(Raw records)
+===+
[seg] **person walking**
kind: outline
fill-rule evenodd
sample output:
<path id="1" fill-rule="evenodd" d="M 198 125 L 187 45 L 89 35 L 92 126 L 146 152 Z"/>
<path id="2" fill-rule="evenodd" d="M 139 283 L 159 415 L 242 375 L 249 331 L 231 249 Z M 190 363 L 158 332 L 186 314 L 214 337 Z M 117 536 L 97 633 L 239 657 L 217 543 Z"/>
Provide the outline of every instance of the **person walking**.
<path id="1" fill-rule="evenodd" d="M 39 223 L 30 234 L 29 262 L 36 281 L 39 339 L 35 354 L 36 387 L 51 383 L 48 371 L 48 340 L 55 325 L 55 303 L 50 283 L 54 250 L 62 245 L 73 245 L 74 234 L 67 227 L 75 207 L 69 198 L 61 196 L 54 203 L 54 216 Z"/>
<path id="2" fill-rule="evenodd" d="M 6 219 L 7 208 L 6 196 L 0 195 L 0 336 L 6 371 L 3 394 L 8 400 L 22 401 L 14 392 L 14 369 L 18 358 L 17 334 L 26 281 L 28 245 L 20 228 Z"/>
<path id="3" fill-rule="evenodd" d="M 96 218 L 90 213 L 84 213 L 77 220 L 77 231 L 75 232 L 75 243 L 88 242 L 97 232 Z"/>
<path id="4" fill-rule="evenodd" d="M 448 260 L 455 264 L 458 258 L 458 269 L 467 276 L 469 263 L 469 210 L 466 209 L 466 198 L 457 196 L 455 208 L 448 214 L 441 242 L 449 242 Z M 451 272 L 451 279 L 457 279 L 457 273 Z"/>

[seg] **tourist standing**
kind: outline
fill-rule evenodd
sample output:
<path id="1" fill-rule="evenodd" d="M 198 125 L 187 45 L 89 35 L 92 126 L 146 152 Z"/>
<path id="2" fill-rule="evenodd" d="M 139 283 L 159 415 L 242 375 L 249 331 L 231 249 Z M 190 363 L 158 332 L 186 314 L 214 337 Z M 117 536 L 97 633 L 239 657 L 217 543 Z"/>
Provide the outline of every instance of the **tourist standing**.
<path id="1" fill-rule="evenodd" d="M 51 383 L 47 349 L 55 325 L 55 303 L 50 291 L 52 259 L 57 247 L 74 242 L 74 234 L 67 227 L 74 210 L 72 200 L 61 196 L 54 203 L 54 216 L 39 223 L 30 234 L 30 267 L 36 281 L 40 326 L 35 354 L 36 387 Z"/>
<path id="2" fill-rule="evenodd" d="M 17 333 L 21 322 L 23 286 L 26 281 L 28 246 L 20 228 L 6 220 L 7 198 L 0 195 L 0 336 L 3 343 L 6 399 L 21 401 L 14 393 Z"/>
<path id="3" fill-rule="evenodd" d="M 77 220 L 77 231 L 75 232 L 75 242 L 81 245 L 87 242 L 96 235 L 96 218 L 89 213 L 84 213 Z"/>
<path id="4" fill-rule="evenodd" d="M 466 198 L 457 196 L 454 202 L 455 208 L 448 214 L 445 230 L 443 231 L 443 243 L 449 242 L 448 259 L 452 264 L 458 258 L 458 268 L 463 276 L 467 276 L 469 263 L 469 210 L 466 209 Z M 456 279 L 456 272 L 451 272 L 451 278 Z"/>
+===+
> _WHAT NEEDS TO BE DONE_:
Render these records as a two-column CSV with the header row request,answer and one row per record: the record's text goes in request and its answer goes in answer. Quote each field and replace any line breaks with spaces.

> _EXERCISE RESPONSE_:
request,answer
"[seg] **person walking** kind: outline fill-rule evenodd sample output: <path id=""1"" fill-rule=""evenodd"" d=""M 198 125 L 187 45 L 89 35 L 92 126 L 146 152 Z""/> <path id=""2"" fill-rule=""evenodd"" d=""M 139 283 L 159 415 L 242 375 L 249 331 L 231 249 Z M 190 363 L 158 332 L 186 314 L 214 337 Z M 117 536 L 97 633 L 239 657 L 217 543 Z""/> Provide the outline of every instance of the **person walking**.","<path id=""1"" fill-rule=""evenodd"" d=""M 39 223 L 30 234 L 29 262 L 36 281 L 39 339 L 35 354 L 36 387 L 51 383 L 48 371 L 48 340 L 55 325 L 55 303 L 50 283 L 54 250 L 62 245 L 73 245 L 74 234 L 67 227 L 75 207 L 69 198 L 61 196 L 54 203 L 54 216 Z""/> <path id=""2"" fill-rule=""evenodd"" d=""M 6 219 L 7 208 L 6 196 L 0 195 L 0 336 L 6 371 L 3 394 L 8 400 L 22 401 L 14 392 L 14 369 L 18 358 L 17 334 L 26 281 L 28 245 L 20 228 Z""/> <path id=""3"" fill-rule=""evenodd"" d=""M 96 218 L 90 213 L 84 213 L 77 220 L 77 231 L 75 232 L 75 243 L 88 242 L 97 232 Z""/> <path id=""4"" fill-rule=""evenodd"" d=""M 448 260 L 455 264 L 458 258 L 458 269 L 467 276 L 469 263 L 469 210 L 466 209 L 466 198 L 457 196 L 455 208 L 448 214 L 441 242 L 449 242 Z M 451 272 L 451 279 L 457 279 L 457 273 Z""/>"
"[seg] **tourist standing** kind: outline fill-rule evenodd sample output: <path id=""1"" fill-rule=""evenodd"" d=""M 198 125 L 187 45 L 89 35 L 92 126 L 146 152 Z""/> <path id=""2"" fill-rule=""evenodd"" d=""M 139 283 L 159 415 L 242 375 L 249 331 L 231 249 Z M 190 363 L 158 332 L 186 314 L 214 337 Z M 117 536 L 97 633 L 239 657 L 217 543 Z""/> Provide the outline of every instance of the **tourist standing**.","<path id=""1"" fill-rule=""evenodd"" d=""M 51 383 L 47 349 L 55 325 L 55 303 L 50 291 L 52 259 L 57 247 L 74 242 L 74 234 L 67 227 L 74 210 L 72 200 L 61 196 L 54 203 L 54 216 L 39 223 L 30 234 L 30 267 L 36 281 L 40 326 L 35 354 L 36 387 Z""/> <path id=""2"" fill-rule=""evenodd"" d=""M 17 333 L 21 322 L 23 286 L 26 281 L 28 246 L 20 228 L 6 220 L 7 198 L 0 195 L 0 336 L 3 343 L 6 399 L 21 401 L 14 393 Z""/> <path id=""3"" fill-rule=""evenodd"" d=""M 77 220 L 77 231 L 75 232 L 75 242 L 81 245 L 87 242 L 96 235 L 96 218 L 89 213 L 84 213 Z""/> <path id=""4"" fill-rule=""evenodd"" d=""M 466 198 L 457 196 L 454 202 L 455 208 L 448 214 L 445 230 L 443 231 L 443 243 L 449 242 L 448 259 L 452 264 L 458 258 L 458 268 L 463 276 L 467 276 L 469 263 L 469 210 L 466 209 Z M 456 279 L 456 272 L 451 272 L 451 278 Z""/>"